### [WHAT THE EXERCISE ASKS]
Beginning with the line containing "For the benchmark, mark every instance of the man in light" and ending with the last line of the records, set down every line exactly.

### [Image point annotation entries]
□ □ □ □ □

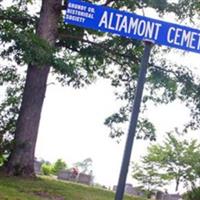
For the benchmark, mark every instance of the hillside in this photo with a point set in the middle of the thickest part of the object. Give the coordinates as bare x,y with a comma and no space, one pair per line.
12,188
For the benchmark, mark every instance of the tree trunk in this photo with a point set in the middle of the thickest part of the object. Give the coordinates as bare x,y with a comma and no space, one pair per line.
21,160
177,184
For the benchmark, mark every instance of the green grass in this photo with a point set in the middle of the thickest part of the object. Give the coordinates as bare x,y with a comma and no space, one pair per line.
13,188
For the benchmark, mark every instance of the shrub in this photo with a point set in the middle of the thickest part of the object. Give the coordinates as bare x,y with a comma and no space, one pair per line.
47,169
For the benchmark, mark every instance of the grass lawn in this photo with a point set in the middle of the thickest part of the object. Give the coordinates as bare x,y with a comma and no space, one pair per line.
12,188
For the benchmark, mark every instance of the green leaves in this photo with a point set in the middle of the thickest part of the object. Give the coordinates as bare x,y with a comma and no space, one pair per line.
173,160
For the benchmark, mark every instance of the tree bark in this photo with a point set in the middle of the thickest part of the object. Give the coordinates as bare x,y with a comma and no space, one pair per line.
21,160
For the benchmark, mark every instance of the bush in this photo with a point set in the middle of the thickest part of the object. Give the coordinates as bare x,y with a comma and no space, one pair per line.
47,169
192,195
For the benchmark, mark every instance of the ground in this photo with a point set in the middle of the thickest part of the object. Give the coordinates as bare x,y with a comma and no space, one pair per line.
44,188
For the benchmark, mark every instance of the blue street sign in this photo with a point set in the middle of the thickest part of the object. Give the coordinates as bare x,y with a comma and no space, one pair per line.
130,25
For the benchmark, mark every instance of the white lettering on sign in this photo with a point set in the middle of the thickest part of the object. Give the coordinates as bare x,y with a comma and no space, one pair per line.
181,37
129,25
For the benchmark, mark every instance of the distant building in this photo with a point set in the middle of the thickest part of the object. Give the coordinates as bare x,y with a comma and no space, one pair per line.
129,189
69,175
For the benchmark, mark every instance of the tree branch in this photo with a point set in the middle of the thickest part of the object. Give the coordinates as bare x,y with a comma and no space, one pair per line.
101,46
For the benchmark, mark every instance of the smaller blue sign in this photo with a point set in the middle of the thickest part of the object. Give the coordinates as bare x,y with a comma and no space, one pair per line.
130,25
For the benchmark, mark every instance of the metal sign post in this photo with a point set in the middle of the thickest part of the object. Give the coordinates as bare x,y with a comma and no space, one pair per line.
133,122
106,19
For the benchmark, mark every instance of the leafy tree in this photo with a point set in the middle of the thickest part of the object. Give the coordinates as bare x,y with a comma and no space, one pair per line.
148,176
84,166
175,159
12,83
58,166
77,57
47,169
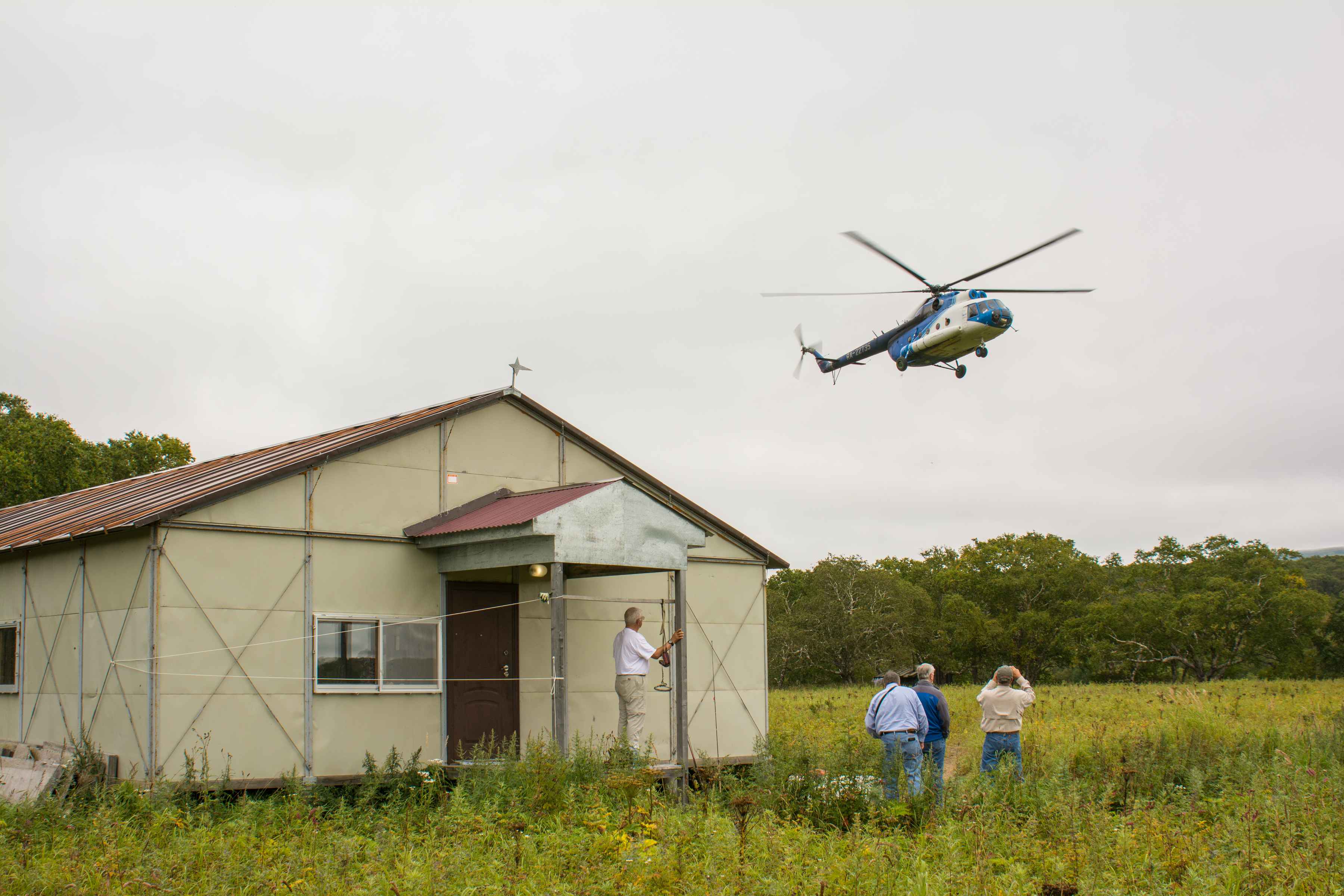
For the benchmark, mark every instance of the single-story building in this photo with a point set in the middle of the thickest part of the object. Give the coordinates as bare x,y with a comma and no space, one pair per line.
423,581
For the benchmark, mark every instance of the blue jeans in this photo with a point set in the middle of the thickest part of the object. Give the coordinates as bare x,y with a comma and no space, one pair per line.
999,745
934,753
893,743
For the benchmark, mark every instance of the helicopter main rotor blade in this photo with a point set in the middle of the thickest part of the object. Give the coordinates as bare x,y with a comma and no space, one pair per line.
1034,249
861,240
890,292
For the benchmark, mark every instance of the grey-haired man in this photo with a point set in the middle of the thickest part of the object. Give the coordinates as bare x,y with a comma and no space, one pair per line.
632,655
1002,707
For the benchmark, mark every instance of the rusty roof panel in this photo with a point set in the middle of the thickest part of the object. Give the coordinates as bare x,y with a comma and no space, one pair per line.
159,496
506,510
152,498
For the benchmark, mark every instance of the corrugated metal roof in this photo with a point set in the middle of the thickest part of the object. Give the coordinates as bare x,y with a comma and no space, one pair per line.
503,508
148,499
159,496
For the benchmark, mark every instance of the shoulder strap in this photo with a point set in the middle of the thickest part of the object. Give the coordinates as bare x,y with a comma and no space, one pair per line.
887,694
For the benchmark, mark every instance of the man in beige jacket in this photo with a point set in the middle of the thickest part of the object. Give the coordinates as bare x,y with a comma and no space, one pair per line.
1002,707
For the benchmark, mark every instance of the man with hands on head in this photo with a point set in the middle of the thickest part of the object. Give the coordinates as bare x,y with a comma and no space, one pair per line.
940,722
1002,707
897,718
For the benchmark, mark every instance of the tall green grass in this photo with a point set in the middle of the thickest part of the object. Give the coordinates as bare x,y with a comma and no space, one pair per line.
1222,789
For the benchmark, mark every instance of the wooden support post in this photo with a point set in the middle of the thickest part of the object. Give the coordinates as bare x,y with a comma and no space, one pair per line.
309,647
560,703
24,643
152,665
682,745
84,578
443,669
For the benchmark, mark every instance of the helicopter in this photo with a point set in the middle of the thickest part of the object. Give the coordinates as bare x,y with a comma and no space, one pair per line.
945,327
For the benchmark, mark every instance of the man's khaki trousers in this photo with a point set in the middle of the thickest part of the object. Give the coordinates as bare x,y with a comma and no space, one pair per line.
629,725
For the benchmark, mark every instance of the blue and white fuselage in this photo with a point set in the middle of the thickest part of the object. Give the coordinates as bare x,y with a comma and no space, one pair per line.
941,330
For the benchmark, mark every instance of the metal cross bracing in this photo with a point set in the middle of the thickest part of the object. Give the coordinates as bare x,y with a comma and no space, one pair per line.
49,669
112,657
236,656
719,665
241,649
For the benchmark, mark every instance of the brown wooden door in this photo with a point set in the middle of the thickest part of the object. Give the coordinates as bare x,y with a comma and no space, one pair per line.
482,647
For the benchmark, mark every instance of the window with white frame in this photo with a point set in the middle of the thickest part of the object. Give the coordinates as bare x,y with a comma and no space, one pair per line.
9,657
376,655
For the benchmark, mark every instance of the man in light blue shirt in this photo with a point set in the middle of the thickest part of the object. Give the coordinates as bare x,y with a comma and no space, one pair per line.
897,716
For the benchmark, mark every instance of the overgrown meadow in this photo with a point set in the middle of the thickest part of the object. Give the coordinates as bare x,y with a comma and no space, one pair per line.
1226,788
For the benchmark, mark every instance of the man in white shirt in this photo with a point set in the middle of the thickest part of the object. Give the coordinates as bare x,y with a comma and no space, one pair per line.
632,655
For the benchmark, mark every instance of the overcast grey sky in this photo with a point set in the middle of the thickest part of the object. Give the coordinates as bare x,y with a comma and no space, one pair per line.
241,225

□ □ □ □ □

### [TASK OUTPUT]
For the benchmark, mark every instance of the man in light blue shirt in this photo with a point set in the middle of the thickest part of the object. Give the coordinates as bare x,y with a comma and no space, one pair per line.
897,716
For the benchmark, mark every instance of the overgrown meadow in this photo with a point set in the middle of the thickest part of the object. Give the coordinates as bare x,y with a comma and no space, one pair per line.
1226,788
For the benchmark, mark every instance of the man in white shirt in this photo with a point set in the middle of the thickest part of the object. Give the coordinates as bare x,y with a comma and no space, one pair per line.
632,655
For the benchmark, mark every instance of the overcast grey sky in this photo with a point set in the middle of the thickest part of the object. Give the coordinates as bare x,y with a comma and no space, one pair per line.
241,225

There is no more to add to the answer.